» **Task to carry out**: Write out the part of the entries that opens with the line containing "like (225, 139)." and closes with the last entry, swapping "megaphone" for "bullhorn" and changing nothing else. Leave the pictures out of your answer.

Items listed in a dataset
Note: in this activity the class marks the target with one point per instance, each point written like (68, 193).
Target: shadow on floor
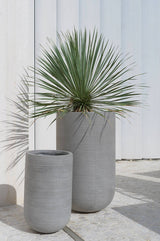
(145, 188)
(155, 174)
(14, 217)
(147, 214)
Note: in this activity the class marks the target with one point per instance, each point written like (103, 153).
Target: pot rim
(51, 153)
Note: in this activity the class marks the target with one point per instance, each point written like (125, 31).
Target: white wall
(16, 52)
(131, 24)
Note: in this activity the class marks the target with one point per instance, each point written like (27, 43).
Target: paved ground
(134, 214)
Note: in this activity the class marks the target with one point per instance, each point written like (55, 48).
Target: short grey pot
(92, 142)
(48, 189)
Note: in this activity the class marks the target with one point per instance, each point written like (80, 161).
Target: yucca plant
(84, 73)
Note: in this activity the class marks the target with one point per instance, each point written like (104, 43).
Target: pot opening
(49, 153)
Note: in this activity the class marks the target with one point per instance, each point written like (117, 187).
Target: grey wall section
(92, 141)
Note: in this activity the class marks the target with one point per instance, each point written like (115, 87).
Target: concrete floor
(134, 214)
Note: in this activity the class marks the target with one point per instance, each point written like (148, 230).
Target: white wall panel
(68, 15)
(89, 14)
(131, 43)
(151, 66)
(16, 47)
(45, 27)
(110, 26)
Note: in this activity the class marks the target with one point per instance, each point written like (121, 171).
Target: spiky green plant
(16, 127)
(84, 73)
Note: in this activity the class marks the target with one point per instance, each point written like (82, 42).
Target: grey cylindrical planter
(92, 142)
(48, 189)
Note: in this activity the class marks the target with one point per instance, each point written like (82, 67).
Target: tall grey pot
(92, 142)
(48, 189)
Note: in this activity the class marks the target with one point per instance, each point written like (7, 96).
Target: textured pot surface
(48, 189)
(92, 142)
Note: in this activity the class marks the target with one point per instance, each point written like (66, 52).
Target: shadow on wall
(147, 189)
(7, 195)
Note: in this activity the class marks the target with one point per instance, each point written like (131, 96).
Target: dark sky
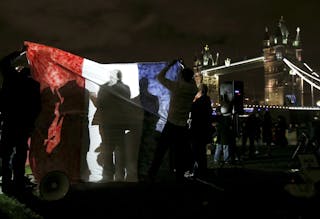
(118, 31)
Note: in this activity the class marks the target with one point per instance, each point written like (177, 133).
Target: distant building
(281, 86)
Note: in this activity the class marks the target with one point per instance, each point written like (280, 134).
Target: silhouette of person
(150, 104)
(174, 135)
(75, 131)
(20, 106)
(112, 111)
(267, 131)
(201, 129)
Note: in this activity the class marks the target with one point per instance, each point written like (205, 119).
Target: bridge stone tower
(281, 86)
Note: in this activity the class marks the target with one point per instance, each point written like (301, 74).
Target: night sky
(125, 31)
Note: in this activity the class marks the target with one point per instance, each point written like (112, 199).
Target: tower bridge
(287, 80)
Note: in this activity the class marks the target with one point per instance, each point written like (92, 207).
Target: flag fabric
(66, 138)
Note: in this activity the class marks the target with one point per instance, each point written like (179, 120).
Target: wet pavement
(248, 189)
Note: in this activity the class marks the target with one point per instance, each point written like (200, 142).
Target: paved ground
(249, 189)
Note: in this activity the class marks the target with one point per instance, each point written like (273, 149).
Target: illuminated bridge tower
(281, 86)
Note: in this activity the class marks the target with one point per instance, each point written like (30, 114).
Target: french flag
(65, 135)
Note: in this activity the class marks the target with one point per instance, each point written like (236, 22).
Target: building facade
(282, 86)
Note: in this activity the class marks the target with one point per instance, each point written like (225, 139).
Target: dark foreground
(232, 192)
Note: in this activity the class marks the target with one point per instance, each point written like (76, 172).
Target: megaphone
(54, 185)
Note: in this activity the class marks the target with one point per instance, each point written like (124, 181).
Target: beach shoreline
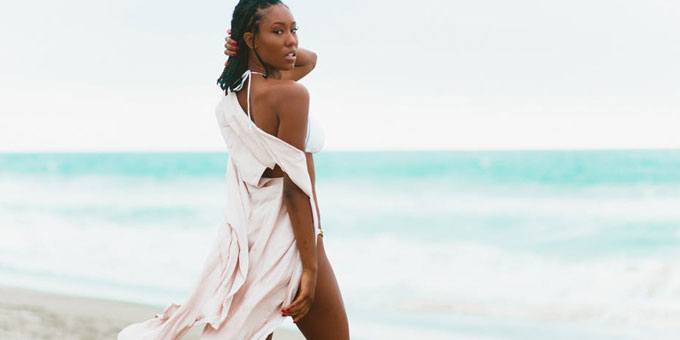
(31, 314)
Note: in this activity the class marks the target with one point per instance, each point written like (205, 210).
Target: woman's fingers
(298, 308)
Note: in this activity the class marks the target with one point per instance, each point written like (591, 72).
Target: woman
(268, 261)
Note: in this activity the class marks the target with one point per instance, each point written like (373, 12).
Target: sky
(134, 75)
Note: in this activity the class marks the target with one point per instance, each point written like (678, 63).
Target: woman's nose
(291, 39)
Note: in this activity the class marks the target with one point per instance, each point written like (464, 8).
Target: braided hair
(246, 18)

» **Response to this task**:
Note: in this activity the class marks the target with one point per instance, each point written like (225, 139).
Target: dark foreground
(232, 192)
Note: in this activity the class marks the target with one point per instance, each point written like (76, 172).
Target: bullhorn
(54, 185)
Note: in this activity the class marks the target with one point per instance, each point written like (124, 181).
Target: beach shoreline
(31, 314)
Note: in this activity the class marks the target with one point per instance, each point written like (205, 210).
Target: woman's fingers
(298, 308)
Note: in this activity the class marks the target with one point per instance, each point written like (591, 72).
Target: woman
(268, 261)
Note: in this activity the class marks the target with one point per instance, each point written like (373, 12).
Target: sky
(134, 75)
Note: in this activity the class marks the target with one point per instance, each point written like (678, 63).
Target: woman's nose
(291, 39)
Note: in this activity the class marks the target with one point per instance, each point written like (464, 8).
Target: braided hair
(246, 18)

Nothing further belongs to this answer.